■ What is required
Convert the lines below into a Markdown table with two columns, Row and Line text. Give each line its own numbered row and leave out the blank lines.

■ Data for this task
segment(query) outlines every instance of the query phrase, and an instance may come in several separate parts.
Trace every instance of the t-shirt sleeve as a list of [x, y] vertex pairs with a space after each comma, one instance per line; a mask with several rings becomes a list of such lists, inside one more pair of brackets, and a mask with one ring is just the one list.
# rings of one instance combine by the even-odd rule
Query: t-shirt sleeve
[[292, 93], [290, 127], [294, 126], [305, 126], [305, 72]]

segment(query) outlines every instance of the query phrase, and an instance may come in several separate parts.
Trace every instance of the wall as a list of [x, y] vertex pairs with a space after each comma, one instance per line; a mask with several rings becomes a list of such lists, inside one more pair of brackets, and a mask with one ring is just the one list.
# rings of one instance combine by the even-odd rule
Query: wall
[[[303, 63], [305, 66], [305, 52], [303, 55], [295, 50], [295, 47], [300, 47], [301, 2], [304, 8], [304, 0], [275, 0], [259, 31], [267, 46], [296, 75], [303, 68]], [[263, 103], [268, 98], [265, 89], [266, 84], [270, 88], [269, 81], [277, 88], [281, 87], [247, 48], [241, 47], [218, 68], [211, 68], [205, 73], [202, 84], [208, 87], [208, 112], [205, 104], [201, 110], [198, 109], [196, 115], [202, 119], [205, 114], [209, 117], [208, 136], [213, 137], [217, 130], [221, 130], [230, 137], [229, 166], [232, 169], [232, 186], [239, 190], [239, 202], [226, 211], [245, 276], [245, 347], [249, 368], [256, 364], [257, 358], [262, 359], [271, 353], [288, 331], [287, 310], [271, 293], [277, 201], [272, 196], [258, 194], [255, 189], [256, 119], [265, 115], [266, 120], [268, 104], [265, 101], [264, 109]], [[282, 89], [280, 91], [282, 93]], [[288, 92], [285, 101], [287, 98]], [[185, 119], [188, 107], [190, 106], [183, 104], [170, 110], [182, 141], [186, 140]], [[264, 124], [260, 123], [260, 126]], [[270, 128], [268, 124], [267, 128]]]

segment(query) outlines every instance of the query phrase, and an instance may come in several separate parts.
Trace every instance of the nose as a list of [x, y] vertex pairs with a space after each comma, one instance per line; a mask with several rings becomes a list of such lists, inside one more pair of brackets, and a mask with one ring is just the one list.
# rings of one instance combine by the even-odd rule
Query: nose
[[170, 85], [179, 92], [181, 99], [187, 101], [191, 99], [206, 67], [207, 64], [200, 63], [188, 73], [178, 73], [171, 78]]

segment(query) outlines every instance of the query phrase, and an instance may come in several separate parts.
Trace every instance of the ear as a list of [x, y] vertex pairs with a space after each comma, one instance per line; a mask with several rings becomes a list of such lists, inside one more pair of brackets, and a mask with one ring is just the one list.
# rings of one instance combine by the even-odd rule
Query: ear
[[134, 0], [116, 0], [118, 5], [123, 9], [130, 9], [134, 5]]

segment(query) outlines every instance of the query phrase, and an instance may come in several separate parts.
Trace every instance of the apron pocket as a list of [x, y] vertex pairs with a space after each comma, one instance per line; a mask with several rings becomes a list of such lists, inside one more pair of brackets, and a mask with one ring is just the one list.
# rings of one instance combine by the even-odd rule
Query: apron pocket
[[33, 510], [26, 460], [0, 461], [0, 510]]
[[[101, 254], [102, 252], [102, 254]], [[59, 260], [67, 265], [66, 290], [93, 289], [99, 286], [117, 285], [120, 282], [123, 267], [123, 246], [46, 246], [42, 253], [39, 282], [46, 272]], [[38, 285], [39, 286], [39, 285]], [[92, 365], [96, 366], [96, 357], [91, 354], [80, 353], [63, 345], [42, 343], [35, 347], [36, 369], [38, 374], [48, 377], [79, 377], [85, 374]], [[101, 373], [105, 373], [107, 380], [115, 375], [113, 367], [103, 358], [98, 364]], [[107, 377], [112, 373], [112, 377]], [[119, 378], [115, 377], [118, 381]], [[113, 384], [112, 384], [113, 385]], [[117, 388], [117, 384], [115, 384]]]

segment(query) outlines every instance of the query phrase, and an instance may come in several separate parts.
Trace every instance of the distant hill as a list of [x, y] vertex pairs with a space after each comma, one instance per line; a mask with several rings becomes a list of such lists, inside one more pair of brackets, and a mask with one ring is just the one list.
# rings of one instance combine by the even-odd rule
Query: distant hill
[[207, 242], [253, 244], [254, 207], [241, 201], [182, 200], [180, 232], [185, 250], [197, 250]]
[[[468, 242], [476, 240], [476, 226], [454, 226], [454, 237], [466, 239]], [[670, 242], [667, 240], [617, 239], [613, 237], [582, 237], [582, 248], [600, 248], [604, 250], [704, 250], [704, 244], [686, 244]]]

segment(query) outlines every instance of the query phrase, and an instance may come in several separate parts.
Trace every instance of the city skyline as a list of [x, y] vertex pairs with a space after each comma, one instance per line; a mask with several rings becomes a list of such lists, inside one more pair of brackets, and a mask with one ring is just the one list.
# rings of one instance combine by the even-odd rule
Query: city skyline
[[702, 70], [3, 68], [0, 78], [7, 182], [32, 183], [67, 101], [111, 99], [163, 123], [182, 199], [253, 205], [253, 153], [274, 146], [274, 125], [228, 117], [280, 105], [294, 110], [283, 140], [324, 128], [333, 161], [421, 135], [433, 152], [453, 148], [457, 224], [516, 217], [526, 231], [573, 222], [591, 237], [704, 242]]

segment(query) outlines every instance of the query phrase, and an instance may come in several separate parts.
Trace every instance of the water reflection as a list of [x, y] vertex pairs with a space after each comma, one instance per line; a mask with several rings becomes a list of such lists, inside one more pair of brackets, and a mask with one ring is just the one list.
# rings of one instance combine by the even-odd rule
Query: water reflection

■ Result of the task
| Row | Line text |
|---|---|
| 1 | segment(query) outlines every instance of the query phrase, and an instance may come in several separate parts. |
| 2 | Trace every instance of the t-shirt sleeve as a list of [x, y] vertex pairs with a space after each comma, one instance per line; a mask with several rings becomes a list of such lists, inside one more pair of brackets, and a mask with one ring is just the one list. |
| 3 | # rings of one instance combine by the even-odd rule |
| 4 | Query: t-shirt sleeve |
| 5 | [[292, 93], [290, 127], [294, 126], [305, 126], [305, 72]] |
| 6 | segment(query) outlines every instance of the query phrase, and an instance may come in several separate parts. |
| 7 | Trace every instance of the wall as a list of [x, y] vertex pairs with a space after each comma, one instance per line; a mask with several rings becomes a list of such lists, inside one more pair of brackets, and a mask with one ring is just the one list. |
| 8 | # rings of one instance combine by the even-odd rule |
| 9 | Query: wall |
| 10 | [[[303, 63], [305, 66], [305, 52], [303, 55], [295, 50], [295, 47], [300, 47], [301, 2], [304, 8], [304, 0], [275, 0], [259, 31], [267, 46], [296, 75], [303, 68]], [[263, 103], [268, 98], [265, 89], [266, 84], [270, 88], [269, 81], [277, 88], [281, 87], [247, 48], [241, 47], [218, 68], [211, 68], [205, 73], [202, 84], [208, 87], [208, 112], [205, 104], [201, 110], [198, 109], [196, 115], [202, 119], [205, 114], [209, 117], [208, 136], [213, 137], [217, 130], [221, 130], [230, 137], [229, 166], [232, 169], [232, 186], [239, 190], [239, 202], [226, 211], [245, 276], [245, 347], [249, 368], [256, 364], [257, 358], [262, 359], [271, 353], [288, 331], [287, 310], [271, 293], [277, 201], [272, 196], [258, 194], [255, 189], [256, 119], [265, 115], [266, 120], [268, 104], [265, 101], [264, 109]], [[282, 89], [280, 91], [282, 93]], [[288, 92], [285, 101], [287, 98]], [[185, 119], [188, 107], [190, 106], [183, 104], [170, 110], [182, 141], [186, 140]], [[264, 124], [260, 123], [260, 126]], [[270, 128], [268, 124], [267, 128]]] |
| 11 | segment(query) outlines every instance of the query phrase, and an instance may come in several separate parts. |
| 12 | Trace every instance of the nose as a list of [x, y] vertex pairs with a space after each comma, one instance per line; a mask with several rings becomes a list of such lists, inside one more pair of brackets, and a mask with one ring is just the one list. |
| 13 | # rings of one instance combine by the even-odd rule |
| 14 | Query: nose |
| 15 | [[170, 85], [179, 92], [181, 99], [187, 101], [191, 99], [206, 67], [207, 64], [200, 63], [188, 73], [178, 73], [171, 78]] |
| 16 | segment(query) outlines every instance of the query phrase, and an instance may come in several separate parts. |
| 17 | Trace every instance of the ear as a list of [x, y] vertex pairs with a space after each comma, one instance per line; a mask with several rings becomes a list of such lists, inside one more pair of brackets, and a mask with one ring is just the one list. |
| 18 | # rings of one instance combine by the even-odd rule |
| 19 | Query: ear |
| 20 | [[134, 0], [116, 0], [118, 5], [123, 9], [130, 9], [134, 5]] |
| 21 | segment(query) outlines every instance of the query phrase, and an instance may come in several separate parts. |
| 22 | Trace every instance of the apron pocket as a list of [x, y] vertex pairs with a space after each comma, one instance per line; a mask with several rings becomes a list of such lists, inside one more pair of brackets, and a mask with one ring is just the one list. |
| 23 | # rings of one instance combine by the even-odd rule |
| 24 | Query: apron pocket |
| 25 | [[33, 510], [26, 460], [0, 461], [0, 510]] |
| 26 | [[[101, 254], [102, 252], [102, 254]], [[59, 260], [67, 265], [66, 290], [93, 289], [99, 286], [117, 285], [120, 282], [123, 267], [123, 246], [46, 246], [42, 253], [39, 282], [46, 272]], [[38, 285], [39, 286], [39, 285]], [[92, 365], [96, 366], [96, 357], [91, 354], [80, 353], [63, 345], [42, 343], [35, 347], [36, 369], [38, 374], [48, 377], [79, 377], [85, 374]], [[101, 373], [105, 373], [107, 380], [115, 375], [113, 367], [103, 358], [98, 364]], [[107, 377], [112, 373], [112, 377]], [[119, 378], [115, 377], [118, 381]], [[113, 384], [112, 384], [113, 385]], [[117, 388], [117, 384], [115, 384]]] |
| 27 | segment(query) outlines every instance of the query phrase, and an instance may come in several separate parts. |
| 28 | Trace every instance of the distant hill as a list of [x, y] vertex pairs with a space after each comma, one instance per line; a mask with several rings becomes a list of such lists, inside one more pair of brackets, and a mask with one ring is just the one list. |
| 29 | # rings of one instance combine by the even-odd rule |
| 30 | Query: distant hill |
| 31 | [[207, 242], [253, 244], [254, 207], [241, 201], [182, 200], [180, 232], [185, 250], [197, 250]] |
| 32 | [[[468, 242], [476, 240], [476, 226], [454, 226], [454, 237], [466, 239]], [[670, 242], [667, 240], [617, 239], [613, 237], [582, 237], [582, 248], [600, 248], [604, 250], [704, 250], [704, 244], [686, 244]]] |
| 33 | segment(query) outlines every instance of the query phrase, and an instance may come in several separate parts. |
| 34 | Trace every instance of the city skyline as a list of [x, y] vertex pairs with a space after each comma, one instance per line; a mask with several rings becomes a list of such lists, inside one more pair of brackets, and a mask with one ring is just the one list. |
| 35 | # rings of one instance combine by the even-odd rule |
| 36 | Query: city skyline |
| 37 | [[702, 70], [3, 68], [0, 78], [7, 182], [32, 183], [67, 101], [111, 99], [163, 123], [182, 199], [253, 205], [253, 153], [274, 146], [274, 125], [228, 117], [280, 105], [294, 110], [283, 140], [324, 128], [333, 161], [421, 135], [433, 152], [453, 148], [457, 224], [516, 217], [526, 231], [573, 222], [591, 237], [704, 242]] |
| 38 | segment(query) outlines every instance of the query phrase, and an instance may come in several separate parts. |
| 39 | Trace every instance of the water reflection as a list of [x, y] vertex pairs with a space after each comma, one instance per line; a mask with several rings becomes a list of such lists, inside one more pair of brackets, and a mask with one ring is just the one list. |
| 40 | # rings of one instance combine by the even-odd rule |
| 41 | Query: water reflection |